While Pesch, the hospital's spokeswoman, initially said others were better qualified than her to answer questions about the project, she later refused to make those people available for interviews. Calls to the Ontario, Canada, offices of RWDI, which did the wind studies, were returned by Pesch, who works in Chicago.

In an e-mail, Pesch wrote that the reports submitted to IDOT answered all questions and that "understanding of the results does require a degree of professional expertise."

Children's Memorial refused to say how much it spent on the studies. The second round alone cost nearly $60,000, according to a letter to 42nd Ward Alderman Brendan Reilly.

RWDI specializes in how tall buildings respond to wind, but it doesn't list aeronautical wind analyses as one of its specialties on its Web site.

Historical wind data from the former Meigs Field showed winds came from the north, west and south most of the time. That's significant because the tallest buildings near Children's Memorial Hospital-Olympia Center, Water Tower Place and the John Hancock Tower-are all to the west and north. That means whenever the wind blows from those directions, turbulent air can be expected in the area around the hospital.

RWDI's first analysis noted that "some level of turbulence downwind of any tall building can be expected in certain conditions, but is quite manageable."

Pilots agree.

"At those levels of experience, as far as emergency medical service is concerned, we're all trained to deal with wind," Fragoso said. "As you get better, it becomes less and less of an issue."

RWDI's wind tunnel studies have found that helicopters arriving from the east and from the south in those "worst case" wind conditions wouldn't experience severe wind conditions, but critics question those results.

A two-month study in mid-2007 found that almost all of the time, wind speeds near the hospital site were low. But based on such a short period, it would be difficult for anyone to guess what the wind conditions in the area would be during the rest of the year.

Given data:
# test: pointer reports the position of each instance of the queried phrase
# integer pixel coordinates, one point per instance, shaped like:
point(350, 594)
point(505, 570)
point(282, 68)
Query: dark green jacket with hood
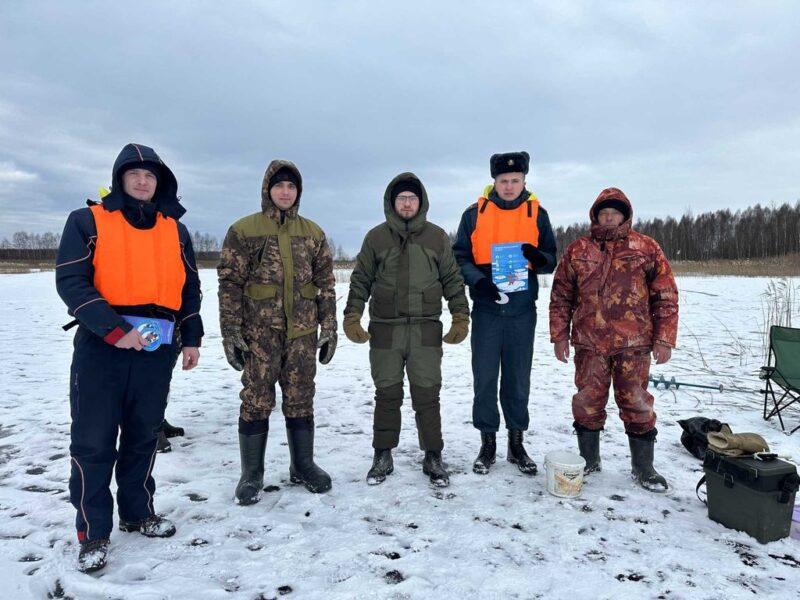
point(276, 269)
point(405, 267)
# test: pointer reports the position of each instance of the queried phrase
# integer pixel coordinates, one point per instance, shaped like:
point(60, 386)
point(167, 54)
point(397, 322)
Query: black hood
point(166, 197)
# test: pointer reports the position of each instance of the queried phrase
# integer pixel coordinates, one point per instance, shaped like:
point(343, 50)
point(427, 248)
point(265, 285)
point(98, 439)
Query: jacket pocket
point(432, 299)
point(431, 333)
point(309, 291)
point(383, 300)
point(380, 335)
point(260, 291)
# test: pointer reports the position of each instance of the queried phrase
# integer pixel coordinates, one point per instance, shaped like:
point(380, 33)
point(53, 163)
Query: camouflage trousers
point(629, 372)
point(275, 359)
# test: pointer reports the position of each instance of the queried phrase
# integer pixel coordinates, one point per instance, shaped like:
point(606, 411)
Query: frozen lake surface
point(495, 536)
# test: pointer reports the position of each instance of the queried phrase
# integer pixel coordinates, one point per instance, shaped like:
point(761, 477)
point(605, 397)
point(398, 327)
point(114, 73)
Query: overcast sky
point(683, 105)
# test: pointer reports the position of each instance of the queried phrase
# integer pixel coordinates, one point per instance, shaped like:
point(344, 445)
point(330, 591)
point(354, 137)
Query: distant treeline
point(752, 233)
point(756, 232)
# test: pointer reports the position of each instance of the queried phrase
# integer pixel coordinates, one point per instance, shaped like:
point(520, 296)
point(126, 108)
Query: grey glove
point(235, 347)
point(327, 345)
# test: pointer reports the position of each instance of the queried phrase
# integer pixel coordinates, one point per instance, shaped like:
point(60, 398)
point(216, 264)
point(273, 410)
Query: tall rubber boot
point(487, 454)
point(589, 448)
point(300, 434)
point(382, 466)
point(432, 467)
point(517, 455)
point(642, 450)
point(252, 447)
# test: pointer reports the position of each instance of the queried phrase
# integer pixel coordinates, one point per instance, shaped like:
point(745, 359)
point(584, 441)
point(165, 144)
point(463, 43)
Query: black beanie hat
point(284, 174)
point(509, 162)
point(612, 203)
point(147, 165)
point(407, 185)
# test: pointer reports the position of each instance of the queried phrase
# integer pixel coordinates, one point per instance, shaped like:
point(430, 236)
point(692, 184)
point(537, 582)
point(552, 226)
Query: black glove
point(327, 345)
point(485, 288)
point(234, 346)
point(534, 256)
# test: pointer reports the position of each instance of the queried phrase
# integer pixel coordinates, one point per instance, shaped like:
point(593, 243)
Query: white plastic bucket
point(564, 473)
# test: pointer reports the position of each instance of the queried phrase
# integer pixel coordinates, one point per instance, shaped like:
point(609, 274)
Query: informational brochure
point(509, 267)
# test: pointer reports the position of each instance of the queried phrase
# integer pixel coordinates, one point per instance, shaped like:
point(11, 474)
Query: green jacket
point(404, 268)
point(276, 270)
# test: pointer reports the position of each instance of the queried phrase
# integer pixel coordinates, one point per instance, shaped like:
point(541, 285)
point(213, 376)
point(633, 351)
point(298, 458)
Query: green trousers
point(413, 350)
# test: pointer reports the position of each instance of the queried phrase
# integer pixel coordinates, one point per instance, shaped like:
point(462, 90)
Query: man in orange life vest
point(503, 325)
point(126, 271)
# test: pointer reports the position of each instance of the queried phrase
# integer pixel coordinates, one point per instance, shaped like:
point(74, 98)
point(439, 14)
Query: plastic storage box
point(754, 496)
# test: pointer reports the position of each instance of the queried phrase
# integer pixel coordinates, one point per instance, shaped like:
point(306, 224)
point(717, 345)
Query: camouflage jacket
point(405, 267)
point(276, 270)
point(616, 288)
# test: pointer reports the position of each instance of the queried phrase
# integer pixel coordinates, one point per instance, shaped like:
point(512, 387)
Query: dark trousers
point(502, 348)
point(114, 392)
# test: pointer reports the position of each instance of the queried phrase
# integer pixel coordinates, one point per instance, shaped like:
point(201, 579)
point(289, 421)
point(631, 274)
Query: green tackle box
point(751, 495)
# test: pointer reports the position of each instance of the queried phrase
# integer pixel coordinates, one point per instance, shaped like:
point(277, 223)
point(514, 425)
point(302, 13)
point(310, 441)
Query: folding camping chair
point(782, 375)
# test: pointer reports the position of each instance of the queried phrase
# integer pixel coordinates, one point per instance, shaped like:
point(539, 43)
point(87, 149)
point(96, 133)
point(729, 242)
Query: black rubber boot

* * *

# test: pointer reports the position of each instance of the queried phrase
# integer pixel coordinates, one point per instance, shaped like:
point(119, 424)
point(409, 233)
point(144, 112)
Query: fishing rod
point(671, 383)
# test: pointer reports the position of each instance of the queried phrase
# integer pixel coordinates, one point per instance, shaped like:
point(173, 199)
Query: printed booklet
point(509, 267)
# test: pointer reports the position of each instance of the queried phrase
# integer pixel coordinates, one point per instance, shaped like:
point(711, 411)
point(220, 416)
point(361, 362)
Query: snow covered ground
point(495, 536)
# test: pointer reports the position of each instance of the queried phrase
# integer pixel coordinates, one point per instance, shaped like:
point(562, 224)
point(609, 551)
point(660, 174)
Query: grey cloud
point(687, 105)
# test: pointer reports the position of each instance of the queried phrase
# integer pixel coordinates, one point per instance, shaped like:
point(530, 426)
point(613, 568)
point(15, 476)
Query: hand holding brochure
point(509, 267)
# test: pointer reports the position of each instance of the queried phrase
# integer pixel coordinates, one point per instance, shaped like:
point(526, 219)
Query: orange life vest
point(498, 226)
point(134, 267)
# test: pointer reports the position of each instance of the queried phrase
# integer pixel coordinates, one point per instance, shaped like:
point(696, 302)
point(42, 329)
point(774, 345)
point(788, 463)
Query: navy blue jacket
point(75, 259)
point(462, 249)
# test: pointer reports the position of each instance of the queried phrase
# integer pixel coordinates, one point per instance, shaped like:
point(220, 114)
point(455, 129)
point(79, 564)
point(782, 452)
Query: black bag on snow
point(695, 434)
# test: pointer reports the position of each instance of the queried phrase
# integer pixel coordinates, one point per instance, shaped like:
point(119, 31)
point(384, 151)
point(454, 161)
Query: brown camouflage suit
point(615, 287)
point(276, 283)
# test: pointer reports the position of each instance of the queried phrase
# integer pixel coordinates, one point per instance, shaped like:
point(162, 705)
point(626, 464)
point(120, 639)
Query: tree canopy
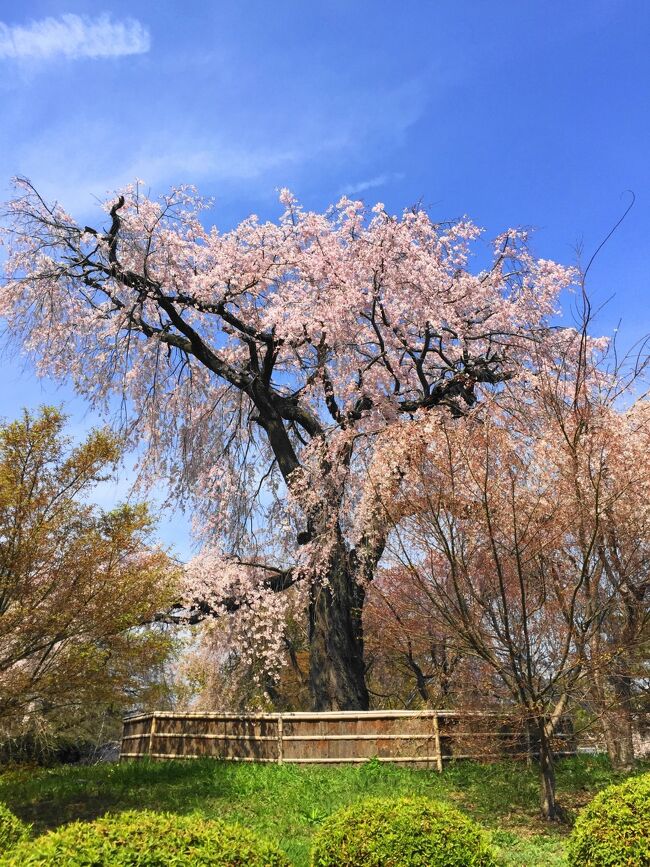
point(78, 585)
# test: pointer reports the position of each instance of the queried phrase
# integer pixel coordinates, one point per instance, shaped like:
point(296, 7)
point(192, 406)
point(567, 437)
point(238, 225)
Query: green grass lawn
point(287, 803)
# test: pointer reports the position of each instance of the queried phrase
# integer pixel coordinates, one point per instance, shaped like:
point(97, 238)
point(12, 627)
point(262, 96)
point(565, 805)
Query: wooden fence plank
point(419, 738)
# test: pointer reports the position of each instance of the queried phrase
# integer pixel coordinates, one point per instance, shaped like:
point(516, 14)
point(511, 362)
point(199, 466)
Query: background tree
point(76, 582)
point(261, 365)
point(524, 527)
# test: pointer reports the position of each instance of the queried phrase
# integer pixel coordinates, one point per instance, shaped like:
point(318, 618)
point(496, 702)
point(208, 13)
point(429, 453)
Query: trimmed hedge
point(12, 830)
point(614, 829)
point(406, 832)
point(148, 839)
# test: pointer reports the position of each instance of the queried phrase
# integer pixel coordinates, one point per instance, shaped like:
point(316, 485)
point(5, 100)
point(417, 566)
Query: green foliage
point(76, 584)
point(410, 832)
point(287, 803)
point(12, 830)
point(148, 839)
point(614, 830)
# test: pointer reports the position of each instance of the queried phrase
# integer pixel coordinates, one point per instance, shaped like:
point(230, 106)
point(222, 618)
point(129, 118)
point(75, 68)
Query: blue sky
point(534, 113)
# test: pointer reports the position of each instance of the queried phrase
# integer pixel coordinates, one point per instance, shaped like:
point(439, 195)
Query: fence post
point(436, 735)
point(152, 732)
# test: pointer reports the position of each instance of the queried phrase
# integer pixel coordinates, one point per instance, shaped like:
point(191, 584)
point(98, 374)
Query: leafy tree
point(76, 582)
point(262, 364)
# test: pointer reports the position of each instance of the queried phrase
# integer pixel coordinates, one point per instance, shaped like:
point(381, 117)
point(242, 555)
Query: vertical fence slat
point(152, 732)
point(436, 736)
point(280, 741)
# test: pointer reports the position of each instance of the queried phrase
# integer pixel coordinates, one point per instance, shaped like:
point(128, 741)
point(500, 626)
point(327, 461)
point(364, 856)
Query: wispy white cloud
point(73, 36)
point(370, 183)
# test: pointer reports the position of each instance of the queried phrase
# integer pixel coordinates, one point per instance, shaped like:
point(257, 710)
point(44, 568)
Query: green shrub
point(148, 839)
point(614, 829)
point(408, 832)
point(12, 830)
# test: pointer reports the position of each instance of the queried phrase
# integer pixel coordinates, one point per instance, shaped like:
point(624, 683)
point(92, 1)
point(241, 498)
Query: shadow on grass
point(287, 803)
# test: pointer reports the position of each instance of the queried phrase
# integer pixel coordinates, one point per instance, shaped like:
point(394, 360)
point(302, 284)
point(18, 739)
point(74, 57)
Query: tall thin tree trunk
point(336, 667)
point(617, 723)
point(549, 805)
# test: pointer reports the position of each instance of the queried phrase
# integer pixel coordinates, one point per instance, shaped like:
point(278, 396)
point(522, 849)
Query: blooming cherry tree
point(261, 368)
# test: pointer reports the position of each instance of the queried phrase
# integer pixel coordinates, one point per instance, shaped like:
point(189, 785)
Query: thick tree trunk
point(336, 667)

Directions for this task: Please reproduce the entire wind-study passage word for word. The items have nothing to do with the wind-study passage.

Answer for the task:
While Pesch, the hospital's spokeswoman, initially said others were better qualified than her to answer questions about the project, she later refused to make those people available for interviews. Calls to the Ontario, Canada, offices of RWDI, which did the wind studies, were returned by Pesch, who works in Chicago.

In an e-mail, Pesch wrote that the reports submitted to IDOT answered all questions and that "understanding of the results does require a degree of professional expertise."

Children's Memorial refused to say how much it spent on the studies. The second round alone cost nearly $60,000, according to a letter to 42nd Ward Alderman Brendan Reilly.

RWDI specializes in how tall buildings respond to wind, but it doesn't list aeronautical wind analyses as one of its specialties on its Web site.

Historical wind data from the former Meigs Field showed winds came from the north, west and south most of the time. That's significant because the tallest buildings near Children's Memorial Hospital-Olympia Center, Water Tower Place and the John Hancock Tower-are all to the west and north. That means whenever the wind blows from those directions, turbulent air can be expected in the area around the hospital.

RWDI's first analysis noted that "some level of turbulence downwind of any tall building can be expected in certain conditions, but is quite manageable."

Pilots agree.

"At those levels of experience, as far as emergency medical service is concerned, we're all trained to deal with wind," Fragoso said. "As you get better, it becomes less and less of an issue."

RWDI's wind tunnel studies have found that helicopters arriving from the east and from the south in those "worst case" wind conditions wouldn't experience severe wind conditions, but critics question those results.

A two-month study in mid-2007 found that almost all of the time, wind speeds near the hospital site were low. But based on such a short period, it would be difficult for anyone to guess what the wind conditions in the area would be during the rest of the year.